TESTO ESTRATTO =>
====

E’ capitato in un commissariato a un anarchico di 27 anni
Costretto a spogliarsi, poi botte e insulti. Non sarebbe la prima volta

Catania, sotto choc
dopo il fermo di polizia

di Checchino Antonini

Tre ore in un commissariato di Catania. Tre ore d’inferno. Botte sulla
schiena, insulti. E alla fine, dopo essere stato costretto a spogliarsi, una
pistola appoggiata sullo sfintere. «Ti piace, frocio?». Sembra che a fare
incazzare di più i ”tutori dell’ordine” sia una scritta tatuata:
”Carlo vive”. Chi pesta è convinto che «abbiamo fatto bene ad
ammazzarlo». Qualcuno adesso storcerà il naso per un racconto così diverso
dalle fiction piene di poliziotti buoni e corretti. Ma se fosse andata proprio
così? E in un periodo dell’anno in cui arrivano i nuovi calendari, si provi
a immaginare un pestaggio compiuto proprio con un almanacco di quelli sistemato
sulla schiena del malcapitato per non lasciare segni. Botte, pare, con la
paletta d’ordinanza messa di taglio. E i pollici sotto le ascelle a premere
sui nervi per fargli tenere le spalle ben alzate. Così viene riferito a
Liberazione, che, intanto, ha fatto rimbalzare la storia ai gruppi parlamentari
del Prc per un’interpellanza. Comunque, al pronto soc- corso i segni li hanno
trovati, eccome. Ce lo ha portato di corsa un compagno avvocato che aveva
passato il pomeriggio a cercarlo. Catania. Città dei ”Cavalieri del
lavoro”, città di destra, dove un dirigente della ragioneria comunale è
inquisito per mafia, con la polizia che lascia correre, chiudendo tutti e due
gli occhi, rispetto alle aggressioni fasciste. Città in cui un partito,
l’Udc, che ha il record di inchieste per collusioni con la mafia, è il
partito di Cuffaro, ha un chiodo fisso: far chiudere i due centri sociali
rimasti, l’Auro e l’Esperia. Città in cui un ventisettenne, disoccupato,
cammina nel primo pomeriggio di un qualsiasi lunedì. Via dei Crociferi, centro
città, strada di pub. Il ventisettenne è un anarchico conosciuto, cresciuto in
un quartiere popolarissimo, da una famiglia problematica. La volante lo vede,
accosta. «Tu qua non ci puoi stare perché sei una merda, uno schifoso». Chi
vede il ”prelevamento” avverte subito altri attivisti che iniziano il giro
delle ”sette chiese”, tra i commissariati, per capire cosa stia succedendo.

====

CONTENUTO DEI DATI =>
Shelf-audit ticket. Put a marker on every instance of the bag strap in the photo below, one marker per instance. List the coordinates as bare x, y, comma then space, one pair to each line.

====

COSA SI CHIEDE => Stabilisci se ciascuna affermazione concorda con il testo estratto, rispondendo sì o no e citando alla lettera le parole del testo che lo decidono: (a) il fermo nel commissariato di Catania è durato tre ore; (b) il ventisettenne aveva un lavoro; (c) il ventisettenne camminava in via dei Crociferi di sera.

RISPOSTA =>
(a) Sì: «Tre ore in un commissariato di Catania.»
(b) No: «un ventisettenne, disoccupato»
(c) No: «cammina nel primo pomeriggio di un qualsiasi lunedì»